### Условие задания
Перечислите все пути, которыми, согласно тексту о посвящении Ростопчиной, это стихотворение могло до нее дойти.

В первых числах мая того же, печального 1837-го, барон был отозван своим королем домой и убыл пароходом из Кронштадта. А вот посвящение его Ростопчиной, о котором сказано выше, датировано годом 1838-м. Это может означать то, что оно было послано в Россию почтой из Саксонии. Графиня же с весны тридцать восьмого в течение двух с половиной лет проживала в Аннин­ском имении. Выходит, послание любезного Карла Федоровича долго дожидалось ее в Санкт-Петербурге. Однако не исключено, что стихотворение было переслано в село Анну домоуправительницей, либо поступило напрямую из Саксон­ского королевства в воронеж­ские степи.

Надо также заметить, что в РГАЛИ хранится не оригинал посвящения «An Grafin Roctopschina», а его копия, выполненная рукой Евдокии Петровны. Судьба оригинала неизвестна.

Вот текст поэтиче­ского рукоделия Карла Августа-Теодора фон Люцероде:

Verweht ist meiner Jugend frische Bluhte,

Zu Asche ward was sonst als Flamme gluhte;

Der Jahre Schatten ist herabgesunken,

Doch nicht erloschen sind die heil gen Funken.

Sie hat die Aсols-harfe angeblasen!

Entzьndet der Zigener Tone-Rasen!

War es ein Traum, war es ein Zauber-Wahn,

Der so beruhrt der Seele-Talisman?

Es war kein Traum, und kein gemeines Lied

Das so das Herzens Tiefen mir durchwuhlte:

Der Genius war s, der bald von dannen Schud,

Fur den ich mehr als einst fur Bуron fuhlte!

### Строки набора данных
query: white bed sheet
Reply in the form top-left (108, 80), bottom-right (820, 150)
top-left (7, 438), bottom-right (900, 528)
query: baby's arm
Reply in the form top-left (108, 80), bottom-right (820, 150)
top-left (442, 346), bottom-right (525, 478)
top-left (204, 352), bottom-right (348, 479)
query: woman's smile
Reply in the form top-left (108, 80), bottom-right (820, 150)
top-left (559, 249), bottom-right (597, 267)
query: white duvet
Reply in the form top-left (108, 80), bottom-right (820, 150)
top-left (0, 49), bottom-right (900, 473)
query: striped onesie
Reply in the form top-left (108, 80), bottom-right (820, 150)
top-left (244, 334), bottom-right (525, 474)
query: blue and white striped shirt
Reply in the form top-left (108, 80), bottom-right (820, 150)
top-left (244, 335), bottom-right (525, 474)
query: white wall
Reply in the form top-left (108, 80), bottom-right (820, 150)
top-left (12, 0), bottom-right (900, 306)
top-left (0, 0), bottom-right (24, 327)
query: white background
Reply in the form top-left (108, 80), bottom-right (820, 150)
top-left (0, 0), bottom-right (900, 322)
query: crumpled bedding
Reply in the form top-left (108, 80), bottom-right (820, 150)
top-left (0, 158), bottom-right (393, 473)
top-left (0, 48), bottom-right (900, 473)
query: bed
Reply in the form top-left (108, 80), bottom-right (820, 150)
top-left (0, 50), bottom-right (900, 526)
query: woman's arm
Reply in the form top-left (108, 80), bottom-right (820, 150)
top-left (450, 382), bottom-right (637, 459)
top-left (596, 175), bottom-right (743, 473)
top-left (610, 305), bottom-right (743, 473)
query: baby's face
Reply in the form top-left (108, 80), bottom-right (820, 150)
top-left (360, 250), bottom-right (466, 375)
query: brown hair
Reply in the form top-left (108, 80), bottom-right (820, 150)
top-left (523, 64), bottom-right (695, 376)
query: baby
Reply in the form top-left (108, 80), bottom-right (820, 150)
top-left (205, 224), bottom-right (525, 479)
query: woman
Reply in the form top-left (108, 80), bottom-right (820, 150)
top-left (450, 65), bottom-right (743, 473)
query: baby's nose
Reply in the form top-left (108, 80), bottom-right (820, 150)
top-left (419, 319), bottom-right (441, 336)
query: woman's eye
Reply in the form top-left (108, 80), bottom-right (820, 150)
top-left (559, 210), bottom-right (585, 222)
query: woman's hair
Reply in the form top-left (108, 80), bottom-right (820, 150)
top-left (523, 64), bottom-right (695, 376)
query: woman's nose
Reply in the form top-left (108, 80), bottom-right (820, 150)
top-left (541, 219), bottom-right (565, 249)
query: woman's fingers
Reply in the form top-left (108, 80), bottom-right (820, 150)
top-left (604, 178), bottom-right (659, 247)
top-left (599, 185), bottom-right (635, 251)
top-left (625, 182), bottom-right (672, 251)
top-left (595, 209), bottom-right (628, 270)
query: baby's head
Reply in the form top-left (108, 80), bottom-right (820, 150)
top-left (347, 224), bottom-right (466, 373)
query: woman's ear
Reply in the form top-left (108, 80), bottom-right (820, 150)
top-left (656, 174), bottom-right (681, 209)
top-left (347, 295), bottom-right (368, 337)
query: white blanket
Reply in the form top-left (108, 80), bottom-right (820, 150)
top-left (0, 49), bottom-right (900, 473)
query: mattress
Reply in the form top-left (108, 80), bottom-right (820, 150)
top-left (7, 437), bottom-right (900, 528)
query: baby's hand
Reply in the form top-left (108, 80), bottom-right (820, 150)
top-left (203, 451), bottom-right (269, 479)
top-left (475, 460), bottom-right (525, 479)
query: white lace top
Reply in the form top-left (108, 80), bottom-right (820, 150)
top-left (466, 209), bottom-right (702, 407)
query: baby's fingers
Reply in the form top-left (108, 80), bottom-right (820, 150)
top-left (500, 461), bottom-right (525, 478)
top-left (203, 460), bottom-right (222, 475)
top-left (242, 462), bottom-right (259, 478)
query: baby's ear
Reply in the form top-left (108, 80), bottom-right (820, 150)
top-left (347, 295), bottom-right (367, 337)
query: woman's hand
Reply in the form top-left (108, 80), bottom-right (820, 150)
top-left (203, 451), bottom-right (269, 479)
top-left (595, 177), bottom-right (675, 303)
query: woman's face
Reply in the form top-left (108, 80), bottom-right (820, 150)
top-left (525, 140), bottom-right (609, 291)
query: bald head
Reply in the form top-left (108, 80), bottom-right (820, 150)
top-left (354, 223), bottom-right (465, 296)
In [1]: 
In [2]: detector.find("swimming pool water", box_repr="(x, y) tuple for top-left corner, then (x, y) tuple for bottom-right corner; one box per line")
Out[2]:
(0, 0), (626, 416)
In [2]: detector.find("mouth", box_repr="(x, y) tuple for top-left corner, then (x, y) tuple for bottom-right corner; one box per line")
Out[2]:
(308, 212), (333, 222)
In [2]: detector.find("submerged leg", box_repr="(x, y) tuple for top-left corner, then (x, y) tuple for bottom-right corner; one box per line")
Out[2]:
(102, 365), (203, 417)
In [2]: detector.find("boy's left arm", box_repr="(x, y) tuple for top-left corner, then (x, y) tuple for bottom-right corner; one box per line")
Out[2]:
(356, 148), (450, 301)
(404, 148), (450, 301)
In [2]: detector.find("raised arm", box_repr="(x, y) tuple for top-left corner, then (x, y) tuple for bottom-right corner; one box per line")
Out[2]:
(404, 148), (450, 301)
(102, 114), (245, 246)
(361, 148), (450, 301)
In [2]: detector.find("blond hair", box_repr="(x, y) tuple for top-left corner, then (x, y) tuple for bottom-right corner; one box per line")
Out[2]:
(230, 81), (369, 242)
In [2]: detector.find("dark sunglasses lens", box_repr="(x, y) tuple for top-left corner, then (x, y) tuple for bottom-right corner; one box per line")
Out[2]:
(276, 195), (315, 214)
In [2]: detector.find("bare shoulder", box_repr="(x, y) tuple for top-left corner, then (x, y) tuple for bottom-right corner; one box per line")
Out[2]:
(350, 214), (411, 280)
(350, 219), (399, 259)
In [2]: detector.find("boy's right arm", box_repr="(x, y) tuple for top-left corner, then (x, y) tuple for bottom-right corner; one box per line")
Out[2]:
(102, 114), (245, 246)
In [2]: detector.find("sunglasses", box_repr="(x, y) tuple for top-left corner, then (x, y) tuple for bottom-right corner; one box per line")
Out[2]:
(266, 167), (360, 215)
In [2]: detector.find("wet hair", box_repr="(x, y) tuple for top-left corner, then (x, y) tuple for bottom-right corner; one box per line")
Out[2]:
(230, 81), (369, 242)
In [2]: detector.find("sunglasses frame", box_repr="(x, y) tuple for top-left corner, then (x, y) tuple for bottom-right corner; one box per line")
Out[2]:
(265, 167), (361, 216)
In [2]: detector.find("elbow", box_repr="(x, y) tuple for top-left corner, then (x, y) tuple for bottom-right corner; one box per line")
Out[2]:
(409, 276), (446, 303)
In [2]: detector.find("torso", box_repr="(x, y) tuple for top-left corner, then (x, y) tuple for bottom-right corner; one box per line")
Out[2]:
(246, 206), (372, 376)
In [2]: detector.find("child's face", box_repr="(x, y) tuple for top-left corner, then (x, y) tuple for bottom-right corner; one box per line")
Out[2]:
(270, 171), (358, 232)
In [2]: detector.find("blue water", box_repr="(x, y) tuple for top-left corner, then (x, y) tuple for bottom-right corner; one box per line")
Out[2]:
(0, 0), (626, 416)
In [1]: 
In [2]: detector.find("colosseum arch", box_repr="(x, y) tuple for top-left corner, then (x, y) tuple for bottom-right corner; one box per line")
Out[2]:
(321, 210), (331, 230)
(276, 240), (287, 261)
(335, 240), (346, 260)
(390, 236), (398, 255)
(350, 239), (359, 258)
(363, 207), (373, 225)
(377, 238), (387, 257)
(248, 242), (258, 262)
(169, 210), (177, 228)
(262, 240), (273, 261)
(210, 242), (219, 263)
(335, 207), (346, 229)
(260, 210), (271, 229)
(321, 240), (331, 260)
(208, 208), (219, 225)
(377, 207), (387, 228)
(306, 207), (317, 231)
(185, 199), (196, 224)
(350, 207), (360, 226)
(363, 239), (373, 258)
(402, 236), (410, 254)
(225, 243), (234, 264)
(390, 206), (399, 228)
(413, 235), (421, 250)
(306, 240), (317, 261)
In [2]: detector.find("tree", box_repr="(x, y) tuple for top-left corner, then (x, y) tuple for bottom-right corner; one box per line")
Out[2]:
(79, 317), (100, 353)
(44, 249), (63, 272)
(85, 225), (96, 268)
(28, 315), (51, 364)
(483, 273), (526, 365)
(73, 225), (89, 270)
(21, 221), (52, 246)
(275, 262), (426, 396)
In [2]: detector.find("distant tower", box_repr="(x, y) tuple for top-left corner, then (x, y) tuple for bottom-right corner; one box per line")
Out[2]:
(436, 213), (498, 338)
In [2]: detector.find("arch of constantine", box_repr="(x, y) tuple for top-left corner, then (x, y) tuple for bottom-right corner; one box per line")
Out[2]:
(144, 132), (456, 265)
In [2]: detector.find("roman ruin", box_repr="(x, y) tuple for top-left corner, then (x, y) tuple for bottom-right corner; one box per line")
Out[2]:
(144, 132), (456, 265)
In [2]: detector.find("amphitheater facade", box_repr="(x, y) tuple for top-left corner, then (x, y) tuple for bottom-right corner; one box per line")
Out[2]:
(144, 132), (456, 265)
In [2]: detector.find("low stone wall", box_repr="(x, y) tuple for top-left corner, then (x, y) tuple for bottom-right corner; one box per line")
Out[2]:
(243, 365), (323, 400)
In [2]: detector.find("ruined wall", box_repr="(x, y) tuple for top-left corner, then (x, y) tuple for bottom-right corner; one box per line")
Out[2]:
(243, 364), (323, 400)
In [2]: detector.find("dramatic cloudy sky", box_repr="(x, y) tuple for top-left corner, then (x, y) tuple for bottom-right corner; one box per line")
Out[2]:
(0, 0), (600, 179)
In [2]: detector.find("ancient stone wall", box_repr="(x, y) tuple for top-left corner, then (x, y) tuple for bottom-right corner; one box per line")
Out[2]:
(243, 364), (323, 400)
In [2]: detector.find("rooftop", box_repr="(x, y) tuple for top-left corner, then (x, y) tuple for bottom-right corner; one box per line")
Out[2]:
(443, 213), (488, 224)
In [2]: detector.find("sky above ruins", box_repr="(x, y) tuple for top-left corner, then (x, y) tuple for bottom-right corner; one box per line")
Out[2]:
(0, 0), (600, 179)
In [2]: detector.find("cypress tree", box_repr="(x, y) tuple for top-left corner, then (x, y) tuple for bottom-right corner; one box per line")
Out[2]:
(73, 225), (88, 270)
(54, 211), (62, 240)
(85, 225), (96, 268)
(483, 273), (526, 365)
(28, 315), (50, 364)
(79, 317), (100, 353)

### Решение задачи
1. Было послано в Россию почтой из Саксонии и долго дожидалось графиню в Санкт-Петербурге.
2. Было переслано в село Анну домоуправительницей.
3. Поступило напрямую из Саксонского королевства в воронежские степи.